Stated problem:
Extract the complete listing and repeat it word for word.

(Stored entries)
-=-=-=-=-
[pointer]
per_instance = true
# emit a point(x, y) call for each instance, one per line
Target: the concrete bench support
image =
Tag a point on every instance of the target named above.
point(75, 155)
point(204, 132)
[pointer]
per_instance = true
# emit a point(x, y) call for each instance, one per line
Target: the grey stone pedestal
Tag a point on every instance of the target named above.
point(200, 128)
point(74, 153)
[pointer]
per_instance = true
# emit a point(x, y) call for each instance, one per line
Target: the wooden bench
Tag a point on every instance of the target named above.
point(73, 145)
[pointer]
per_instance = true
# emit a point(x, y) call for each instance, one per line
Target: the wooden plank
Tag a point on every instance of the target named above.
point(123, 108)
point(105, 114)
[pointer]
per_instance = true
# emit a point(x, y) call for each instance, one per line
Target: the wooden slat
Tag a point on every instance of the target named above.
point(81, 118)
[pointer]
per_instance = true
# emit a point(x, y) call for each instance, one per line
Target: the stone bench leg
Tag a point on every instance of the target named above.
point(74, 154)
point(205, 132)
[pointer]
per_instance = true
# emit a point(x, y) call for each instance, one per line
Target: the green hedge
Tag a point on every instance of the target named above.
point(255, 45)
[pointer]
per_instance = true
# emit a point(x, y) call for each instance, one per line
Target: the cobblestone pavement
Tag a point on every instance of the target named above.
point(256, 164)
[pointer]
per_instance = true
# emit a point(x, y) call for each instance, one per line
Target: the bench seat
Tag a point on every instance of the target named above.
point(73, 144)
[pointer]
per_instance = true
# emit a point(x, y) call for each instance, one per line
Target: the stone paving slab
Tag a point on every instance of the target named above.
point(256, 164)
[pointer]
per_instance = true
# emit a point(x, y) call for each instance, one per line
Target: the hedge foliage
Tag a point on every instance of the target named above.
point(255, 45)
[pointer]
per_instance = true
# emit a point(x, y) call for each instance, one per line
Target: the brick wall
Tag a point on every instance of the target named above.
-=-=-=-=-
Written response:
[pointer]
per_instance = true
# emit a point(x, y) call for each instance, one per line
Target: the concrete bench support
image =
Tag a point on every instance of the target named above.
point(75, 155)
point(204, 132)
[pointer]
per_instance = true
# emit a point(x, y) call for each instance, one per line
Target: the grey stone pedestal
Tag a point on every instance of the target named above.
point(200, 128)
point(74, 153)
[pointer]
per_instance = true
# emit a point(x, y) call for each instance, one per line
Target: the wooden bench
Tag a point on every instance of the target named above.
point(73, 145)
[pointer]
per_instance = true
# emit a point(x, y) call for each instance, one per line
Target: the wooden plank
Tag a point on every instance of the target named above.
point(123, 108)
point(105, 114)
[pointer]
per_instance = true
# emit a point(x, y) call for each instance, one per line
Target: the wooden slat
Tag a point on every instance of the target named above.
point(81, 118)
[pointer]
per_instance = true
# emit a point(x, y) call for each instance, one per line
Target: the stone bench leg
Tag a point on every instance of the target named above.
point(74, 154)
point(205, 132)
[pointer]
per_instance = true
# emit a point(x, y) call for each instance, one per line
Target: the green hedge
Tag a point on every instance of the target named above.
point(255, 45)
[pointer]
per_instance = true
# emit a point(x, y) call for each instance, one per line
Target: the cobblestone pavement
Tag a point on every instance of the target named above.
point(256, 164)
[pointer]
per_instance = true
# emit a point(x, y) call for each instance, one per line
Target: the bench seat
Tag a point on every instance of the target named above.
point(73, 144)
[pointer]
per_instance = true
# emit a point(x, y) call for each instance, one per line
Target: the stone paving slab
Tag a point on every instance of the target named above.
point(256, 164)
[pointer]
per_instance = true
# emit a point(x, y) call for each instance, one per line
Target: the hedge foliage
Tag a point on every instance of the target named above.
point(255, 45)
[pointer]
per_instance = true
# emit a point(x, y) call for each instance, one per line
Target: the brick wall
Tag a point on every instance of the target named above.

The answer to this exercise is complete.